■ **Text provided**
## START

Chinese and Latin American miners were not welcome – they were subjected to the Foreign Miners’ Tax of 1850, forcing them to abandon claims or go broke. Vigilante violence claimed many lives. An estimated 10,000 Mexican miners were driven from the gold fields.

In Downieville, Mexicans could not stake claims, so Ramon (Elliot Madore) and his wife Josefa (J’Nai Bridges) work in a gambling den. Josefa warns of the disaster she foresees in the tiny mining town, her velvety mezzo-soprano pulses with an undertone of fear. The Fourth of July celebration turns into a drunken brawl, and miner Joe Cannon (Paul Appleby) breaks down their door and tries to rape Josefa. In defense, she stabs and kills him. When the miners find Cannon’s body, they stampede to her adobe cottage. There she sits with a calm dignity, dressing and putting on her jewelry, to face the crowd. 

Ryan McKinny as Clarence, J’Nai Bridges as Josefa Segovia, Julia Bullock as Dame Shirley, and the San Francisco Opera Chorus in John Adams’ ‘Girls of the Golden West.’ Photo: Stefan Cohen/San Francisco Opera

It was fitting that Sellars included in the bedraggled mob a few rich fellows in fancy black suits and top hats. At the actual Downieville Fourth of July celebrations that year, there were many of those swells — including Colonel John B. Weller, a future governor; William Walker, who declared himself president of Nicaragua few years later, and, no doubt, several bankers ready to take the miners’ gold. None of them rose to Josefa’s defense.

A kangaroo court “tries” Josefa, and in the most heartwrenching moment of the opera, she takes the noose, singing in Spanish and English, and concludes with “Dios te lo perdone” (God forgive you).

Josefa was hung in a makeshift gallows over the Yuba River, the first woman to be lynched in California. 

The original libretto by Peter Sellars was crafted from historical sources, the primary one being “The Shirley Letters,” by Louise Amelia Knapp Smith Clappe, aka Dame Shirley. In addition to “Roughing It” and the Angel Island poetry, he also relied on miners’ ditties compiled in the “California Songster of 1854” and “Songs of the American West.” Frederick Douglass’s 1852 oration, “What to a Slave is the Fourth of July?” is the basis of fugitive slave Ned’s stirring Act II aria.

I was fortunate enough to hear Sellars talk about his work prior to the performance. He explained that he used the letters of Dame Shirley because he found that not only did she write with grace, style and wit, but also because “she humanized all around her.”

## END

■ **Problems to solve**
1) According to the opera review, why did Sellars use the letters of Dame Shirley? Answer in one to three sentences.
2) Continue the opera review, picking up after its last sentence.
The lines that follow this opera review are not needed for either task.

■ **Extracted material**

## START

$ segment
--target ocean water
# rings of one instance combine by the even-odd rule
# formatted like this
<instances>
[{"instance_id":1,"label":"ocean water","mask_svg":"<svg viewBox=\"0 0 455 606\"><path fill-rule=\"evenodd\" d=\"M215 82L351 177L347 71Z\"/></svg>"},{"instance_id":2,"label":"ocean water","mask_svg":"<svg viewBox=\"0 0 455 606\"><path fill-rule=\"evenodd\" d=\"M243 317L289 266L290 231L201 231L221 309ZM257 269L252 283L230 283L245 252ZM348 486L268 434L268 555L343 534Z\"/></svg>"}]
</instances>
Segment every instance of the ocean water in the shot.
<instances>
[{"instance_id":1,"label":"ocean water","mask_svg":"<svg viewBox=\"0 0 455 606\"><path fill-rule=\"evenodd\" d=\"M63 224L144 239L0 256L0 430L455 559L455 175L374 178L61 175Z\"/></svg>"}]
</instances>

## END

■ **Answers to the exercise**
1) Sellars found that Dame Shirley wrote with grace, style and wit. He also chose her letters because, in his words, "she humanized all around her."

2)
When asked what relation his opera had to Puccini’s famous 1910 romanticized “Girl of the Golden West,” Sellars replied “Zero! Zip!” But if that is the case, I wonder why he and Adams did not call their opera “Women of the Golden West.” Surely, given the insight and literary talent of Dame Shirley, the resilience of Ah Sing, the compassion and dignity of Josefa and the sensuous agility of Lola Montez, that would have been a much more accurate title.

John Adams’ orchestration incorporates sounds of the California Gold Rush: cowbells, accordion, and guitar. In the program notes, the composer explains that because the Gold Rush lyrics are “as simple as can be…. It needs to have music that respects its own simplicity. My first impulse was that the sound and the orchestration should be as simple and as homely as the tools the miners use…”

Adams said he was inspired by the “ups and downs and flat areas and jagged shapes” of the topography of northern California to recreate those shapes “in musical time.” His dissonant and sometimes jarring signature sounds mean that audience members will not be humming memorable tunes when they exit the theater. Even familiar old chestnuts like “Camptown Races” and “Pop Goes the Weasel” are rendered unhummable in Adams’ unique score. 

A scene from Act I of John Adams’ ‘Girls of the Golden West.’ Photo by Cory Weaver

Sellars readily concedes that he took some poetic license with the historical facts. The real Josefa Segovia (also known as Juanita) was hanged over the Yuba River in Downieville in 1851, and there was one person — Stephen Field, then alcalde of Marysville and later a justice of the California Supreme Court — who tried to speak in her defense. He was violently silenced by the mob. Dame Shirley may have heard about her murder, but she didn’t witness or write about it.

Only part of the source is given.